Exercise =
Return the records below from the line containing "pavement and give me the boxes" onward, exactly, through and including the last line.

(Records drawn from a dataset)
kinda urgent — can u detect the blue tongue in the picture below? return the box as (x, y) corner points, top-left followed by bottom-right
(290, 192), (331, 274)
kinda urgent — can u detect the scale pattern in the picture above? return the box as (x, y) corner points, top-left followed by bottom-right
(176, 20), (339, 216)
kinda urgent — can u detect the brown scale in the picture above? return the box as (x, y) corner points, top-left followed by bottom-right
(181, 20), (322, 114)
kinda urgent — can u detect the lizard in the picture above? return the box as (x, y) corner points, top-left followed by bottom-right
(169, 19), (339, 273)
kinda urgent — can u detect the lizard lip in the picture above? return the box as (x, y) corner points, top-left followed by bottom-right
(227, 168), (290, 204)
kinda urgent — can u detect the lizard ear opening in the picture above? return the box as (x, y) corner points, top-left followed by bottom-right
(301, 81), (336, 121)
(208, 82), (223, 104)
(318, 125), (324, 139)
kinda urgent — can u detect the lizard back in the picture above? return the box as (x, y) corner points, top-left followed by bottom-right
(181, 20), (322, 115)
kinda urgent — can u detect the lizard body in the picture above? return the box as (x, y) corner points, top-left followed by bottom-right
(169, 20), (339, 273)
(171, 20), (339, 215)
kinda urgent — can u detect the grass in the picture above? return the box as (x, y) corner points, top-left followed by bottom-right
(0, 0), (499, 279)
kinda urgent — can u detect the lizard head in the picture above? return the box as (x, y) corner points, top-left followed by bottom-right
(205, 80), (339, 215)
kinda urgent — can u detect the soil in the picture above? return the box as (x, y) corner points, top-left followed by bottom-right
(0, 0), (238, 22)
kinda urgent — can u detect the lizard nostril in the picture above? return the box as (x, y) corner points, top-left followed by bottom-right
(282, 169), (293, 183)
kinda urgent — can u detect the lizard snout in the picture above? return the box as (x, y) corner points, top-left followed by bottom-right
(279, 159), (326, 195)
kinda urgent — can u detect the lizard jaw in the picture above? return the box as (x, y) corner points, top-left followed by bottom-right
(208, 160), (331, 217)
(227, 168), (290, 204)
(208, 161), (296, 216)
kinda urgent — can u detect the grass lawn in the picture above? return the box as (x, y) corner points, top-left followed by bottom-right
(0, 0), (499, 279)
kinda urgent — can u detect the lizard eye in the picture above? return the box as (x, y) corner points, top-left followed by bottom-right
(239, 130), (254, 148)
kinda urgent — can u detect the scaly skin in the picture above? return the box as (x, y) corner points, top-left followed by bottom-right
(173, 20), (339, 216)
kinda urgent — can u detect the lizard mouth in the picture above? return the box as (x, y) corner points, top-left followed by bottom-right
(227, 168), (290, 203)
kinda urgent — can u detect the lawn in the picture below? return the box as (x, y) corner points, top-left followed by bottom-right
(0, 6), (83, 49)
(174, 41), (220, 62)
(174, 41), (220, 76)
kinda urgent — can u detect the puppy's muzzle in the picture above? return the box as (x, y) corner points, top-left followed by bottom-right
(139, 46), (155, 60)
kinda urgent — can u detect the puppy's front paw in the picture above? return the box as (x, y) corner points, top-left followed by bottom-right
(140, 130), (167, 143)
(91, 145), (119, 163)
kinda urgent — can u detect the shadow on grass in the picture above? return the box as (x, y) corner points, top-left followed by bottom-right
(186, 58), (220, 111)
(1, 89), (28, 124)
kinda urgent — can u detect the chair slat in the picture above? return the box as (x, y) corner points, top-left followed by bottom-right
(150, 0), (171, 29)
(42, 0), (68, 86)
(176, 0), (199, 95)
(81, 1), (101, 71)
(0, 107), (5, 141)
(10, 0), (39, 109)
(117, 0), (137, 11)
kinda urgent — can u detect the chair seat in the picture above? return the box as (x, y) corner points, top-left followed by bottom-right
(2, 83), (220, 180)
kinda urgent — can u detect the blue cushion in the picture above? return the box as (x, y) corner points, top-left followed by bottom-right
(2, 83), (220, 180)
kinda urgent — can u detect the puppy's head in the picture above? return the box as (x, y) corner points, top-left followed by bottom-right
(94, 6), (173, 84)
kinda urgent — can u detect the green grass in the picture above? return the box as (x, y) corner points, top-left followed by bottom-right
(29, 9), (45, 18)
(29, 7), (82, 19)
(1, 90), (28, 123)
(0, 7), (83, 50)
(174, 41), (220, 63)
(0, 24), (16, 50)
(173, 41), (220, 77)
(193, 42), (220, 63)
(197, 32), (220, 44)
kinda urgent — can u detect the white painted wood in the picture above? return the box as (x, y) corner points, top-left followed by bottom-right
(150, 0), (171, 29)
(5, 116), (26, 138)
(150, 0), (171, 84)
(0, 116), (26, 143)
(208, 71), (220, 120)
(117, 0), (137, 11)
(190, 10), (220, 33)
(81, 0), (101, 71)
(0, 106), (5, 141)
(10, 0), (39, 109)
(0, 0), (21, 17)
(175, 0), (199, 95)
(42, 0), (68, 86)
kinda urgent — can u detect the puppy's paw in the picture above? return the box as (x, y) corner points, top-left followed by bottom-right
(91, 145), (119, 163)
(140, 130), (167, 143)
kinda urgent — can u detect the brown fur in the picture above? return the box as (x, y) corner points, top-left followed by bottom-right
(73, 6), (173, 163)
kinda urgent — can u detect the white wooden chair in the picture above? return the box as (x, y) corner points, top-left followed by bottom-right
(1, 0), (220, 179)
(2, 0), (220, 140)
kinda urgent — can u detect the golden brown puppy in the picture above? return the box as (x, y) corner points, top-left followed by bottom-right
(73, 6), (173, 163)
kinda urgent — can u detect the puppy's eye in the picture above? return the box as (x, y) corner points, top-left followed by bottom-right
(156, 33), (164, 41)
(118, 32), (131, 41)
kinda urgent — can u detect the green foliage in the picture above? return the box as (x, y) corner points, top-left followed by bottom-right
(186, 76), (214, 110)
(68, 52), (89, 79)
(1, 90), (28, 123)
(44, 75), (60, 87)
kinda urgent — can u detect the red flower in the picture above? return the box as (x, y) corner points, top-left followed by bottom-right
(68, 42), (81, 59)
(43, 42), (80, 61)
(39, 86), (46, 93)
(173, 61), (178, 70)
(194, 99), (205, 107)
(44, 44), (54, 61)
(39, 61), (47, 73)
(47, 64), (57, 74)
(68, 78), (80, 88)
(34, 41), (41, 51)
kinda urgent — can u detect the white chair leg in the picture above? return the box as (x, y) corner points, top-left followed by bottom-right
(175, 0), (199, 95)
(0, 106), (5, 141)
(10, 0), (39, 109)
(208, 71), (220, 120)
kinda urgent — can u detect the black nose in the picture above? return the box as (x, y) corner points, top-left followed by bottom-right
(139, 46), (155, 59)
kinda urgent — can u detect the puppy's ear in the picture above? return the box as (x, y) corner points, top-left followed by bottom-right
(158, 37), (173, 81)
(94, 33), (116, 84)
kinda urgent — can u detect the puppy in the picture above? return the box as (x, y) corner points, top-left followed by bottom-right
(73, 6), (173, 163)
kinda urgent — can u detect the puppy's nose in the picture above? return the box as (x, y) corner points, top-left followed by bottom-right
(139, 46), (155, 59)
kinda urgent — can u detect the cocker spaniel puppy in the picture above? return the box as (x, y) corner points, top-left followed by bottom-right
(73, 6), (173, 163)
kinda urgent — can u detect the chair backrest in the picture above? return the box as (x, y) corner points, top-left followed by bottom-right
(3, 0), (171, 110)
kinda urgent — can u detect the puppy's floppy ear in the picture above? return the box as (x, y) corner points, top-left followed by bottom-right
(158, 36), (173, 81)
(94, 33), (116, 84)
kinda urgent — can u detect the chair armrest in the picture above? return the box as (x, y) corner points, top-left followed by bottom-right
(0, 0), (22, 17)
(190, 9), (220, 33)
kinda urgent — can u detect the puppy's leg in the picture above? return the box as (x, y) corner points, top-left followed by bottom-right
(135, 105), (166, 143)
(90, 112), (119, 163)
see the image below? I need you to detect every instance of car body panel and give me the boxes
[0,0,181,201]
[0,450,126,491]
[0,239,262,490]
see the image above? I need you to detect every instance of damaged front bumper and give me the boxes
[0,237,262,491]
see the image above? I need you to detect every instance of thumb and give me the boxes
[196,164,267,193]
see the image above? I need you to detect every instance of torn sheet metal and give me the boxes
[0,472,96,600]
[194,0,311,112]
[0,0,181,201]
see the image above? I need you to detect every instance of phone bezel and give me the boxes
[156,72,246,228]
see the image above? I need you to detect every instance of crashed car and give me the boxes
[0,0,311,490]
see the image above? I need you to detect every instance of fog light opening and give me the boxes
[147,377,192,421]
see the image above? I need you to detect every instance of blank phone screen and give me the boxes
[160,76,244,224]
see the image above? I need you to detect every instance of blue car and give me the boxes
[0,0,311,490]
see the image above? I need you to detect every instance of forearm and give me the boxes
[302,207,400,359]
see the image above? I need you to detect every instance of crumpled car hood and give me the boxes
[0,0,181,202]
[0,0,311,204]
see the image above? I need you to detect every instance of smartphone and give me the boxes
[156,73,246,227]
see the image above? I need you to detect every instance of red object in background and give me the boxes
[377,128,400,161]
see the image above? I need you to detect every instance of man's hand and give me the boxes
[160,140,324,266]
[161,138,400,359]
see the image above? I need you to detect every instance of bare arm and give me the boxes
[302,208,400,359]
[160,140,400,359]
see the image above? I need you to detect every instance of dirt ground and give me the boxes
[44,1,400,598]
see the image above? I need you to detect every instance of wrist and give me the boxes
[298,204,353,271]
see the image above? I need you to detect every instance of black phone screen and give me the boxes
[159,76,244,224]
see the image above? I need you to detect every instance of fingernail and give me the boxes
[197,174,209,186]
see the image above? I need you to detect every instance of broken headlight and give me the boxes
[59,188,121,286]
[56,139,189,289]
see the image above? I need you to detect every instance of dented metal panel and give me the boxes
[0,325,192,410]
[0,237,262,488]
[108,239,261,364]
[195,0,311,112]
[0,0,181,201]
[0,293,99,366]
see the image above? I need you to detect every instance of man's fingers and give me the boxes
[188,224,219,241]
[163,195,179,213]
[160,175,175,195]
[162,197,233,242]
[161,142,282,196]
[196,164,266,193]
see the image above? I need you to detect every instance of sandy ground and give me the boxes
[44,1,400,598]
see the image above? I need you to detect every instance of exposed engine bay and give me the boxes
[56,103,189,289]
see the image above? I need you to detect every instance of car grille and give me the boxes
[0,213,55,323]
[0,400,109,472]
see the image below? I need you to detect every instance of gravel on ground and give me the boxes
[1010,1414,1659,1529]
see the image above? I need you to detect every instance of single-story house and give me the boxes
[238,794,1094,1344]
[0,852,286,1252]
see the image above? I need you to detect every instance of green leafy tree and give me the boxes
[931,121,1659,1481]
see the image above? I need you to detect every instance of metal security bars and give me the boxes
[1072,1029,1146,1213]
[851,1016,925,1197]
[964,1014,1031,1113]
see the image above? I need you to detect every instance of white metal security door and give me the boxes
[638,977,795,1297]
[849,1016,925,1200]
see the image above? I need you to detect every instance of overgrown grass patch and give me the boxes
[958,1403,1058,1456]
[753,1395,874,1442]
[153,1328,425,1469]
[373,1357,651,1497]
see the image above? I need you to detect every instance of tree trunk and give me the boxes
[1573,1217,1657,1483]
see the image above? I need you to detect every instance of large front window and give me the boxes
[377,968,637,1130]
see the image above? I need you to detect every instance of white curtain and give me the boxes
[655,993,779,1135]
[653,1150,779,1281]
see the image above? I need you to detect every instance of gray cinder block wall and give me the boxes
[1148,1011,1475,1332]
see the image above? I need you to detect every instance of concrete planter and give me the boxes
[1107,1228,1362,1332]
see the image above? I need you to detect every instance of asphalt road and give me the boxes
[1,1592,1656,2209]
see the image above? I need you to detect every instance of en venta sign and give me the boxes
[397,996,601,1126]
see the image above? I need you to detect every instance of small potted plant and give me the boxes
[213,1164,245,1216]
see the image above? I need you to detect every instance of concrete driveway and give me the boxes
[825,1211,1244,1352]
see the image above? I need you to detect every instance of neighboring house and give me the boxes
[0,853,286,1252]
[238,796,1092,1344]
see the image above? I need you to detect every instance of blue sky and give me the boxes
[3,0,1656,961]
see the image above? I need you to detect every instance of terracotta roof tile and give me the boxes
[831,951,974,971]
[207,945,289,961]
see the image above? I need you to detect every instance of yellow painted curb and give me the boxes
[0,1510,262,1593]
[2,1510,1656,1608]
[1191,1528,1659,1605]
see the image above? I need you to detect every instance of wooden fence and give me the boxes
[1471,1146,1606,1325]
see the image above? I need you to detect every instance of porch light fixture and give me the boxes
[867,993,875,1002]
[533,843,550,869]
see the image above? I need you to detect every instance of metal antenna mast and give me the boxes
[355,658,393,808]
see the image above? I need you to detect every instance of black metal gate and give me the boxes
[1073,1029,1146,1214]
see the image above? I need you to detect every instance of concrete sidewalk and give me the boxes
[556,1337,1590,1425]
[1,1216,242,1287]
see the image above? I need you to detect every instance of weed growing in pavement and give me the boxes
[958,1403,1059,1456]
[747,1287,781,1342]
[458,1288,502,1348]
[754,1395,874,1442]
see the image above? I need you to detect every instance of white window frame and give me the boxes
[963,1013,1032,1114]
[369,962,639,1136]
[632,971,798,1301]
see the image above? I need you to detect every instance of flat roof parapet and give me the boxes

Solution for this problem =
see the image above? I need you to detect every instance of weed growing in pavement and give me the boxes
[958,1403,1059,1456]
[747,1287,781,1342]
[458,1288,502,1348]
[754,1395,874,1442]
see the image above? I need you to detect every instance of white window frame and give me the boxes
[963,1013,1032,1114]
[369,962,639,1136]
[632,971,798,1301]
see the image above? I need you to detect every instance of flat roof parapet and give me the boxes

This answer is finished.